Aim of the task: Would you reproduce, word for word, the records beginning with the line that contains "spotlight? Thanks so much for doing this." and ending with the line that contains "[553,450,572,465]", both of those lines included? Keep the pictures out of your answer.

Information supplied:
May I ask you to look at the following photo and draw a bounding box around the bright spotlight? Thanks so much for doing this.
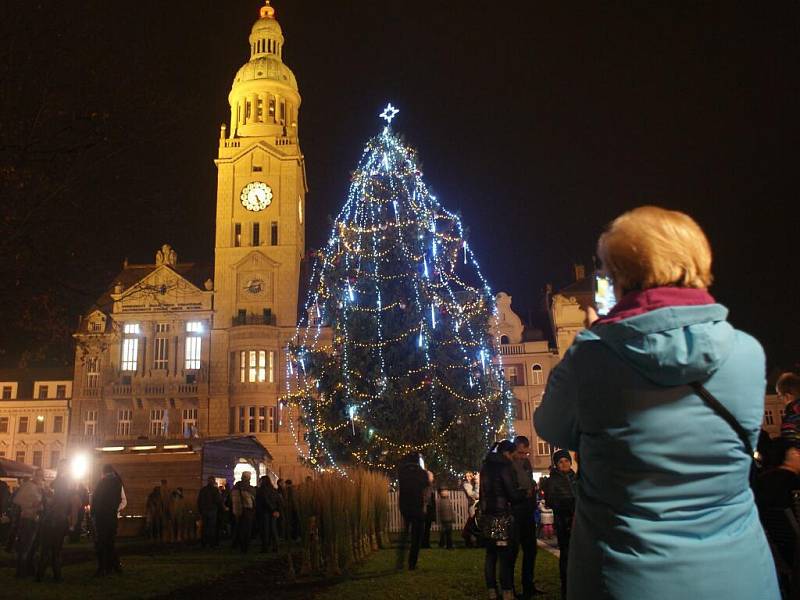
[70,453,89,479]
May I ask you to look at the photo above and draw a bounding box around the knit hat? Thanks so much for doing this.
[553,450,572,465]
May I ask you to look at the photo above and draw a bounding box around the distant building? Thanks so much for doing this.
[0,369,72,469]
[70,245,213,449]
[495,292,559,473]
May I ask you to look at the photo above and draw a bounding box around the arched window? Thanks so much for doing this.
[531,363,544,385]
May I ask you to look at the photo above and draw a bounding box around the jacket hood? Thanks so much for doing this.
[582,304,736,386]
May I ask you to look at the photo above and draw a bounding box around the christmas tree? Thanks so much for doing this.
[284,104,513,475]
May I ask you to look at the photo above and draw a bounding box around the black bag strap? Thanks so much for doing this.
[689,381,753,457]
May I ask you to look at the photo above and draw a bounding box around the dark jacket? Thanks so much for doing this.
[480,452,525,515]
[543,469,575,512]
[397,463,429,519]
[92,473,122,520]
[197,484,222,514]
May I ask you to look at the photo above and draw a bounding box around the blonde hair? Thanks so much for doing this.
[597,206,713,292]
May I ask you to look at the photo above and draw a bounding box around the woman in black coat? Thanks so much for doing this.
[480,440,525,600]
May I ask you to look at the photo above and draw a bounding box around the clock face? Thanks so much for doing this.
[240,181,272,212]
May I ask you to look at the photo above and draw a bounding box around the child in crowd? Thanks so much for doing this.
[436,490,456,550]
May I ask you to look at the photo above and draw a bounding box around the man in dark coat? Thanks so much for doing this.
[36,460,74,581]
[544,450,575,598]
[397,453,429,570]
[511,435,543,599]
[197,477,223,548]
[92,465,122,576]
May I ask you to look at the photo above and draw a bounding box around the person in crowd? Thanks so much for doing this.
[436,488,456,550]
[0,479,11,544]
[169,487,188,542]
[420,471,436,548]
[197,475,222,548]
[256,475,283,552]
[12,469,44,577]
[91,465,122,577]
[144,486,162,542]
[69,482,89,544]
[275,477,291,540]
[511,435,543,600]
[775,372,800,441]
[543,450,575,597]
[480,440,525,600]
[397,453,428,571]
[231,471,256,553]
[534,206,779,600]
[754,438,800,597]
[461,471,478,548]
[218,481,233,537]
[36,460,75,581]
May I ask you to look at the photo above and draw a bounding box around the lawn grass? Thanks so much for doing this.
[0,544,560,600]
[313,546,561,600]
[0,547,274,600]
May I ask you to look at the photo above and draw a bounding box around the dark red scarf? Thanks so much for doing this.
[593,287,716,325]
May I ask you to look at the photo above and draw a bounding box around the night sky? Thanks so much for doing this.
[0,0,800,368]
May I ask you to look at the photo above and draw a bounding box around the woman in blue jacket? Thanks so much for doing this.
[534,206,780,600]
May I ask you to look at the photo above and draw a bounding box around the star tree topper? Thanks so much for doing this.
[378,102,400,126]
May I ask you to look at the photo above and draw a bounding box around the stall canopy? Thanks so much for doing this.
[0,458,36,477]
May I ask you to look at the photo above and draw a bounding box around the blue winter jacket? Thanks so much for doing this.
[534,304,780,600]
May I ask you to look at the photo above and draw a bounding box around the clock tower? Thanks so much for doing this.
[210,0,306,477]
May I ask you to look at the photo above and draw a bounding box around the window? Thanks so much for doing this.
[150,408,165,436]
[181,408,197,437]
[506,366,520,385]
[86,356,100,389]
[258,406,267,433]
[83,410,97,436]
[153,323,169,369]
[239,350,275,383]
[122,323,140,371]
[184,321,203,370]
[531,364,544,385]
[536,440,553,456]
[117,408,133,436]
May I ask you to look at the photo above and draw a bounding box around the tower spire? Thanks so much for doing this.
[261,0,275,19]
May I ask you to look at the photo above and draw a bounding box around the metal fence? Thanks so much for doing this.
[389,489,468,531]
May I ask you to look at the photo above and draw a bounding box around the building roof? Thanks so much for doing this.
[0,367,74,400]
--
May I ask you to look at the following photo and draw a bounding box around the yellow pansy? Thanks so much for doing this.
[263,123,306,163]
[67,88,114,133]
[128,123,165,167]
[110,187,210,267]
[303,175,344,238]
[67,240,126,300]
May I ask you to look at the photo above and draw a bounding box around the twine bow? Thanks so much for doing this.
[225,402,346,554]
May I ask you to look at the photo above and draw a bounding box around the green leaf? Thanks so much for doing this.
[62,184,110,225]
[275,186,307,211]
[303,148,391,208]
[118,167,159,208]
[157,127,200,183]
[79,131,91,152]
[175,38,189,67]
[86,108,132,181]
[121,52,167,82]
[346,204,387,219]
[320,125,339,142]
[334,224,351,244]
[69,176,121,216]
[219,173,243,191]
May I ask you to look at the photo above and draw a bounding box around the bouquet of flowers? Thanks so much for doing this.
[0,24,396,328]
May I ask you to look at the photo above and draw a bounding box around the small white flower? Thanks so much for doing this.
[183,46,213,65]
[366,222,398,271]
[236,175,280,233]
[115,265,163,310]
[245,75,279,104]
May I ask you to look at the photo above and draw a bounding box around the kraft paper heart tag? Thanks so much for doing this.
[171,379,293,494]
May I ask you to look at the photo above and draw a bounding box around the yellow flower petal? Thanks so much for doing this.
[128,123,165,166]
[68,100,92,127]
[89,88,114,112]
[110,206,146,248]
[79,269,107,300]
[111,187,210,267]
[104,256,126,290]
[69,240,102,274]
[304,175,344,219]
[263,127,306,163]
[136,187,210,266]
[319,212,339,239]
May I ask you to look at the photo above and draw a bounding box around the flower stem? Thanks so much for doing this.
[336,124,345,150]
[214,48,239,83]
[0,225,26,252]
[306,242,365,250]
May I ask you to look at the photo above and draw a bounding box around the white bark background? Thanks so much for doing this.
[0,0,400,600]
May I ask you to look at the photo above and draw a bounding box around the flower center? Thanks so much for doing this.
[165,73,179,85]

Solution for this task:
May I ask you to look at the following photo and draw a bounding box around the bright spotlight? Thanks so much for doing this.
[70,453,89,479]
May I ask you to look at the photo above and draw a bounding box around the knit hat? Thanks so much for doing this.
[553,450,572,465]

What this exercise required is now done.